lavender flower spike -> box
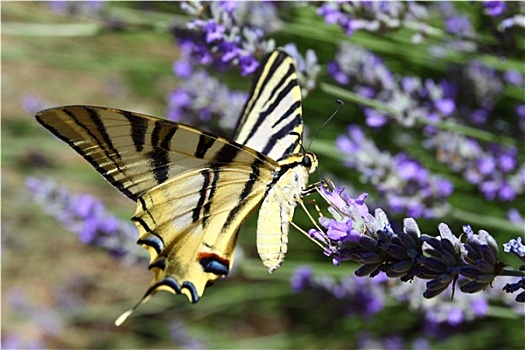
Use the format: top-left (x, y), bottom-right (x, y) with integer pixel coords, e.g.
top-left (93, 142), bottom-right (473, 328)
top-left (309, 183), bottom-right (510, 298)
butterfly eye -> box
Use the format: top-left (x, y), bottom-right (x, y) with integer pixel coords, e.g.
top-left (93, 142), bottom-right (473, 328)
top-left (301, 155), bottom-right (312, 168)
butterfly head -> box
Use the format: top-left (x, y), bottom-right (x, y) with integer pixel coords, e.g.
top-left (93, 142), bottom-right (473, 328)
top-left (301, 152), bottom-right (317, 174)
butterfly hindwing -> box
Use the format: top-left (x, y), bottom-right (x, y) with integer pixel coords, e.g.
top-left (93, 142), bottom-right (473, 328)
top-left (36, 51), bottom-right (317, 324)
top-left (132, 164), bottom-right (271, 302)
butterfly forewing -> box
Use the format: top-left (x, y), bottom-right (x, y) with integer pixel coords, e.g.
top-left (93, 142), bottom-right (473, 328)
top-left (36, 51), bottom-right (316, 324)
top-left (36, 106), bottom-right (275, 200)
top-left (234, 51), bottom-right (303, 161)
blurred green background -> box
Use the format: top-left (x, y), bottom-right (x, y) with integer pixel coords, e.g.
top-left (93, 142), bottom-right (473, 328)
top-left (1, 2), bottom-right (525, 349)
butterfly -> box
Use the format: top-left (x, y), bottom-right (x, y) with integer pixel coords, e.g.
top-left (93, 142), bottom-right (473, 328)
top-left (36, 50), bottom-right (317, 325)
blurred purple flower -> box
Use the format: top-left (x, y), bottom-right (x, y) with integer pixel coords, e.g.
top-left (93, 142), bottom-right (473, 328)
top-left (336, 125), bottom-right (453, 217)
top-left (26, 177), bottom-right (146, 262)
top-left (483, 1), bottom-right (507, 17)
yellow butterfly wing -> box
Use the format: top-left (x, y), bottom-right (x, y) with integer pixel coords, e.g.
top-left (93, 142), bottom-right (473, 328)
top-left (234, 51), bottom-right (317, 272)
top-left (36, 51), bottom-right (317, 324)
top-left (37, 106), bottom-right (278, 321)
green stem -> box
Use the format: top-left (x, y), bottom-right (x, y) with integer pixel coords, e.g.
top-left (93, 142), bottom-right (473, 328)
top-left (451, 208), bottom-right (523, 234)
top-left (319, 83), bottom-right (517, 147)
top-left (498, 269), bottom-right (525, 277)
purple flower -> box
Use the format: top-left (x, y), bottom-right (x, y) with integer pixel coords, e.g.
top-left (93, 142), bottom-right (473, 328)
top-left (290, 266), bottom-right (313, 293)
top-left (436, 98), bottom-right (456, 116)
top-left (504, 70), bottom-right (524, 86)
top-left (483, 1), bottom-right (507, 17)
top-left (445, 16), bottom-right (474, 38)
top-left (503, 237), bottom-right (525, 261)
top-left (239, 56), bottom-right (259, 76)
top-left (363, 108), bottom-right (388, 128)
top-left (203, 21), bottom-right (226, 43)
top-left (26, 178), bottom-right (144, 262)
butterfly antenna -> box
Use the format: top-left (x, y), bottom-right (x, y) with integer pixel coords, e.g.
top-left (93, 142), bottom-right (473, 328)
top-left (308, 100), bottom-right (345, 186)
top-left (308, 100), bottom-right (345, 151)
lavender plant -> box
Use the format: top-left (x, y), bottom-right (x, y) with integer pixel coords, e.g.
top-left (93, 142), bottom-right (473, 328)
top-left (25, 1), bottom-right (525, 349)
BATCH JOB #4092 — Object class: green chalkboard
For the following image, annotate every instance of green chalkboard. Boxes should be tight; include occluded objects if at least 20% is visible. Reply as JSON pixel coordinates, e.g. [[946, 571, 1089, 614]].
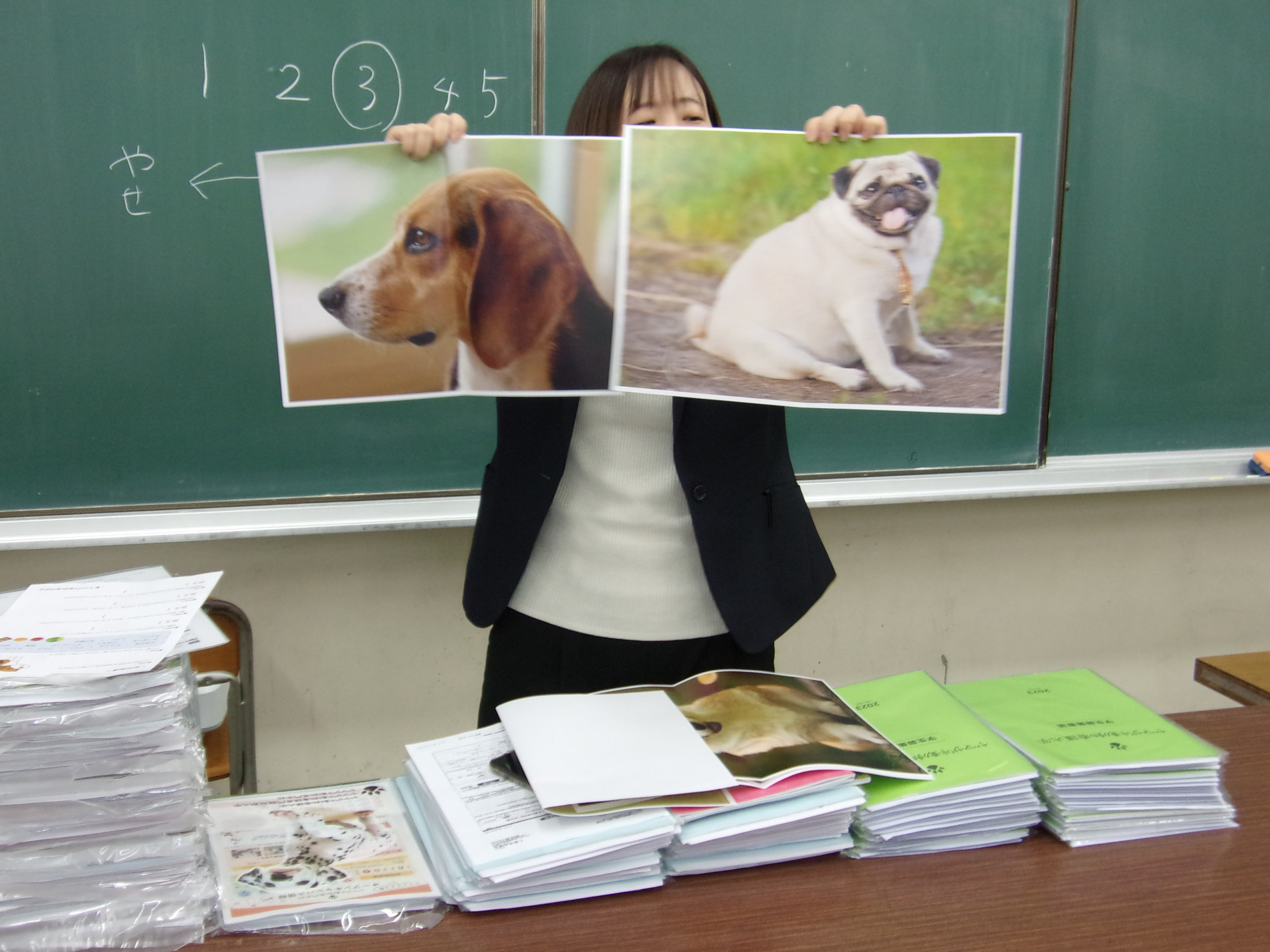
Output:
[[0, 0, 532, 512], [0, 0, 1069, 514], [1049, 0, 1270, 454], [546, 0, 1069, 474]]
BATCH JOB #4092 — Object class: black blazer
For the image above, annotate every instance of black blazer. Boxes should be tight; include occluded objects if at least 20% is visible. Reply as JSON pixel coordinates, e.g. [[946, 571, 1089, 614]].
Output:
[[464, 398, 834, 653]]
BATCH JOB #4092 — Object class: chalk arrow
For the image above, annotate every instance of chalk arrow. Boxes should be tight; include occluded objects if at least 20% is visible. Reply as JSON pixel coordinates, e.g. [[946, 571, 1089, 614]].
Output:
[[189, 162, 261, 198]]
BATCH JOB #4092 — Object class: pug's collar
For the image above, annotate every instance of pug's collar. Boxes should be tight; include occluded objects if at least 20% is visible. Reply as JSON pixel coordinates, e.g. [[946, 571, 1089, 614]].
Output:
[[892, 248, 913, 305]]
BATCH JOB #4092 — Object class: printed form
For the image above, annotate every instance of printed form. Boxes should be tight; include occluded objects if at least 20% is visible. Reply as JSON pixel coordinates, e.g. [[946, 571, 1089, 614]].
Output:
[[0, 573, 221, 680]]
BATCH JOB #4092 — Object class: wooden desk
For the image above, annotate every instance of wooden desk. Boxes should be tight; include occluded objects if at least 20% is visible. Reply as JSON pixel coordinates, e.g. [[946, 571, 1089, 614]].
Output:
[[1195, 651, 1270, 705], [213, 705, 1270, 952]]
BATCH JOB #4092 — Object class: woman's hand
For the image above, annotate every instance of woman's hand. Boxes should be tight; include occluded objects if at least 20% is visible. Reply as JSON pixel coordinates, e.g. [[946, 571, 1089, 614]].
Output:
[[384, 113, 467, 160], [803, 106, 886, 142]]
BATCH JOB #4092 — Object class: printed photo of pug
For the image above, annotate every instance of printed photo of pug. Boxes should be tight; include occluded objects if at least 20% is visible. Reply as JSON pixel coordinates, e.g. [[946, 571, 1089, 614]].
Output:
[[684, 152, 951, 392], [618, 127, 1019, 413]]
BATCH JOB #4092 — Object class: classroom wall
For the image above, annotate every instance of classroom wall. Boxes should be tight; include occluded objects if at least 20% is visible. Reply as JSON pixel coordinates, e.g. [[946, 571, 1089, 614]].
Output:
[[0, 486, 1270, 791]]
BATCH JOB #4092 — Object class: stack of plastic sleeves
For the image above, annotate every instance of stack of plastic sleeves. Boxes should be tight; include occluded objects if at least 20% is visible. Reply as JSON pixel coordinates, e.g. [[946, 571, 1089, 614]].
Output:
[[0, 657, 216, 952], [398, 725, 678, 911], [948, 670, 1239, 846], [663, 770, 876, 875], [838, 671, 1045, 859]]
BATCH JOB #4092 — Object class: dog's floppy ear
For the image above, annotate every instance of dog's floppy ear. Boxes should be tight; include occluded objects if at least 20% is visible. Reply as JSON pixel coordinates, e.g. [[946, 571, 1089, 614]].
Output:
[[467, 198, 578, 371], [830, 159, 865, 198], [909, 152, 942, 185]]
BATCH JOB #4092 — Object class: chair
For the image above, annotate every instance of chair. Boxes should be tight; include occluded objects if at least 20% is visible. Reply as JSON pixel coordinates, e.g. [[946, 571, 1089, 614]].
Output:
[[189, 598, 255, 794]]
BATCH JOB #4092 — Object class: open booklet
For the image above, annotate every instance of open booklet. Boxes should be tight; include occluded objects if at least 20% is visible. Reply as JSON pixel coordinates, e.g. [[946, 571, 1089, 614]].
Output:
[[498, 670, 930, 812]]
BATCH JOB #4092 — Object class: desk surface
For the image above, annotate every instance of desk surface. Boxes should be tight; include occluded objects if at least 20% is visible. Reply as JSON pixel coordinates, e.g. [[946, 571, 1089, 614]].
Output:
[[1195, 651, 1270, 705], [207, 705, 1270, 952]]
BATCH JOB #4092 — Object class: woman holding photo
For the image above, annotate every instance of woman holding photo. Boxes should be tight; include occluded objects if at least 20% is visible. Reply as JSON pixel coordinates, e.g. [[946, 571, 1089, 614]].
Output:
[[388, 45, 886, 726]]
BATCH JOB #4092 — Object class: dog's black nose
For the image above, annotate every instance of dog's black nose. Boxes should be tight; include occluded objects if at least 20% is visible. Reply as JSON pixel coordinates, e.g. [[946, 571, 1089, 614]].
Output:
[[318, 285, 348, 317]]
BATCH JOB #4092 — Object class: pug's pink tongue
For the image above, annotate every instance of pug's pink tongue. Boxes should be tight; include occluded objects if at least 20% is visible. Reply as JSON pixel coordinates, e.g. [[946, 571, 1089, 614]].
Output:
[[882, 208, 908, 231]]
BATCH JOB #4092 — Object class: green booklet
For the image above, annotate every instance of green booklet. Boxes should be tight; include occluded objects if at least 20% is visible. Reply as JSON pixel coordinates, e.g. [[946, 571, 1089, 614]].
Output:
[[950, 669, 1222, 773], [838, 671, 1036, 810]]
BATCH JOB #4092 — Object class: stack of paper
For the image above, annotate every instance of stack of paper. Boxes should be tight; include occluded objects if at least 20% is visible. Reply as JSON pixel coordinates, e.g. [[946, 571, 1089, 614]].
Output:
[[0, 659, 216, 952], [209, 780, 440, 932], [663, 770, 868, 875], [948, 670, 1239, 846], [838, 671, 1045, 859], [398, 725, 677, 910]]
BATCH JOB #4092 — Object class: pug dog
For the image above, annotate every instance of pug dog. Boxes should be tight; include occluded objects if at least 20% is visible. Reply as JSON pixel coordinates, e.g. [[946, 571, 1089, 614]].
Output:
[[684, 152, 951, 392]]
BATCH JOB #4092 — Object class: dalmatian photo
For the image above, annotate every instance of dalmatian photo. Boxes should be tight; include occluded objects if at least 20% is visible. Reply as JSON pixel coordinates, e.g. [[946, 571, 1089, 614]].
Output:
[[237, 810, 398, 893]]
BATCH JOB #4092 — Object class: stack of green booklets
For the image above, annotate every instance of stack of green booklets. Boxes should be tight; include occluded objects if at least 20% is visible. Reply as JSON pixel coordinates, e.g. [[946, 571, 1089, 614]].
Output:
[[955, 670, 1239, 846], [838, 671, 1045, 859]]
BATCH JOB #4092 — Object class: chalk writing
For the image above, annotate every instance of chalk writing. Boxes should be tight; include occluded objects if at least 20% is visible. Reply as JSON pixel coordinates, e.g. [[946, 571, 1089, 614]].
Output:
[[433, 76, 463, 113], [330, 39, 401, 130], [110, 146, 155, 217], [480, 70, 507, 120], [189, 162, 259, 198], [274, 62, 309, 103]]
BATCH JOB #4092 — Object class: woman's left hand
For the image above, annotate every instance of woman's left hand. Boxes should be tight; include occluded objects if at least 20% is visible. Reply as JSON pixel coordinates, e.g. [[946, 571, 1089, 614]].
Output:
[[803, 106, 886, 142]]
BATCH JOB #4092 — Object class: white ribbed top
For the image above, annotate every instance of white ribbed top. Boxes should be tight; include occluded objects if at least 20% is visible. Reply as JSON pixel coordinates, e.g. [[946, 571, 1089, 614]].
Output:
[[511, 393, 728, 641]]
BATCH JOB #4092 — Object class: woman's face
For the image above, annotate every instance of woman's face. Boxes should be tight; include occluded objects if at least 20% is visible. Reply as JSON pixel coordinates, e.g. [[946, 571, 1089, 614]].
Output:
[[622, 59, 710, 126]]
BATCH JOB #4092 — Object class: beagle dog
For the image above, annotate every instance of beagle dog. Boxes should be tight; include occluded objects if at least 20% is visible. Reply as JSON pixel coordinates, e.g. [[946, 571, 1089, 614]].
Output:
[[318, 169, 614, 391]]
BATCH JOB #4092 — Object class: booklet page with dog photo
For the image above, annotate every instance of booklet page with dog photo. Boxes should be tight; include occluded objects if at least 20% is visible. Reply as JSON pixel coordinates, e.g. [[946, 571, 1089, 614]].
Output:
[[615, 126, 1021, 414], [257, 136, 621, 406], [499, 670, 930, 814]]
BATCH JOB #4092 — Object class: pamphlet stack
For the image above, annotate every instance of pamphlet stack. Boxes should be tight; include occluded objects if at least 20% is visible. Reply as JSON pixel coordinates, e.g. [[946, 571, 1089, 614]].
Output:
[[948, 670, 1239, 846], [0, 657, 216, 952], [664, 770, 868, 875], [838, 671, 1045, 859], [398, 725, 678, 911]]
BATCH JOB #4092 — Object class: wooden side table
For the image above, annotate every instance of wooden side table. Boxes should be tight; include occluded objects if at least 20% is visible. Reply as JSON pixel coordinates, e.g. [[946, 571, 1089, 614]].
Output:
[[1195, 651, 1270, 705]]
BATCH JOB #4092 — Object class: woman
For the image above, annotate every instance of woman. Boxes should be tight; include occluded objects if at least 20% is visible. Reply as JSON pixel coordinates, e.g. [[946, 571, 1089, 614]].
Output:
[[388, 45, 886, 726]]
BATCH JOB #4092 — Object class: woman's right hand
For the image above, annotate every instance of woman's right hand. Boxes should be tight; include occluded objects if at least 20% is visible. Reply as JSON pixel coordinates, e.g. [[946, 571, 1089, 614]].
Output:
[[384, 113, 467, 160]]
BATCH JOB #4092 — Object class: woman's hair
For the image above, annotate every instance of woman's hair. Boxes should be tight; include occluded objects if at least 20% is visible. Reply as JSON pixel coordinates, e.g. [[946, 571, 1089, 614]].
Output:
[[564, 43, 723, 136]]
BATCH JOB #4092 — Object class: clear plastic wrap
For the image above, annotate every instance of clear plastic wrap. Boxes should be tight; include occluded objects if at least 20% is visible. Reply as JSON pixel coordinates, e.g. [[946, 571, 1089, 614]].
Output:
[[0, 787, 205, 845], [0, 659, 216, 952], [0, 720, 205, 783], [0, 656, 186, 707], [0, 750, 203, 806], [0, 679, 195, 743], [0, 896, 213, 952], [0, 825, 207, 883]]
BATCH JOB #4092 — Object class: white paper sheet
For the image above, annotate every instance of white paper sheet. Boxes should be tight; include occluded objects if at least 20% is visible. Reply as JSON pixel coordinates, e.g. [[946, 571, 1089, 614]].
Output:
[[0, 565, 229, 655], [0, 573, 221, 680], [498, 691, 737, 807], [406, 724, 678, 883]]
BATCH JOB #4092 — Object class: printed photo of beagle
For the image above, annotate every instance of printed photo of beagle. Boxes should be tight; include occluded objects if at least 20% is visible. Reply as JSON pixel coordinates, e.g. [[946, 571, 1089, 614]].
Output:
[[257, 136, 621, 406], [318, 169, 614, 391]]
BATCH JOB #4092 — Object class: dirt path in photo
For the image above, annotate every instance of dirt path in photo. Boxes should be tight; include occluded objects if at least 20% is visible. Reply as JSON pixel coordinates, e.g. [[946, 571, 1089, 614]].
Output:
[[622, 244, 1002, 408]]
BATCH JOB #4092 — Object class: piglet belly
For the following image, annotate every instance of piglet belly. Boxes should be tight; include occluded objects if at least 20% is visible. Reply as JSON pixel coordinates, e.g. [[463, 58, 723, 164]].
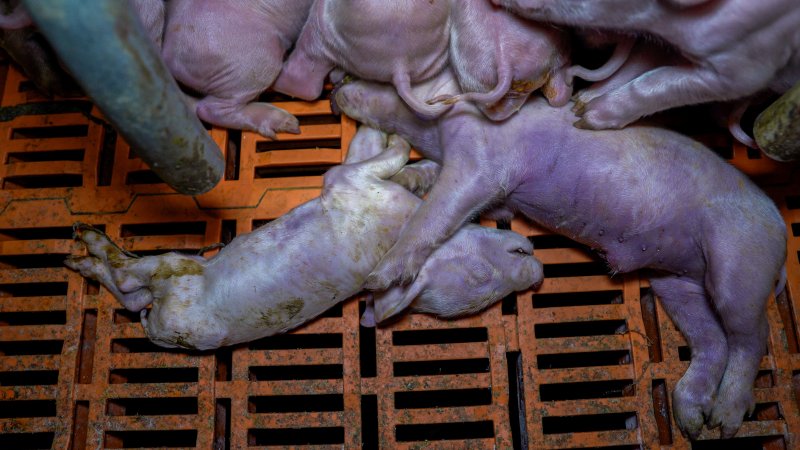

------------------------------------------------------------

- Exercise requirements: Reproduce verbatim the lines of the records above, beginning with the line that contains "BATCH JOB #4092 — Object class: printed form" and ending with the line that contains "[[1195, 651, 1270, 705], [213, 705, 1270, 952]]", both included.

- Result of the task:
BATCH JOB #4092 — Object class: printed form
For the image above, annotate every instance of printed form. Boxes should be tight; include occluded objects if at least 20% is visible. Reply as JSON pixel coordinates, e.g. [[946, 571, 1089, 614]].
Output:
[[0, 573, 221, 680]]
BATCH JOB #4092 — Object class: wooden desk
For the image above, annotate every instance of wooden desk. Boxes should be tight; include occluded objects if at least 20% is visible. Reply as JSON pixel coordinates, e.g. [[946, 571, 1089, 614]].
Output:
[[1195, 651, 1270, 705], [213, 705, 1270, 952]]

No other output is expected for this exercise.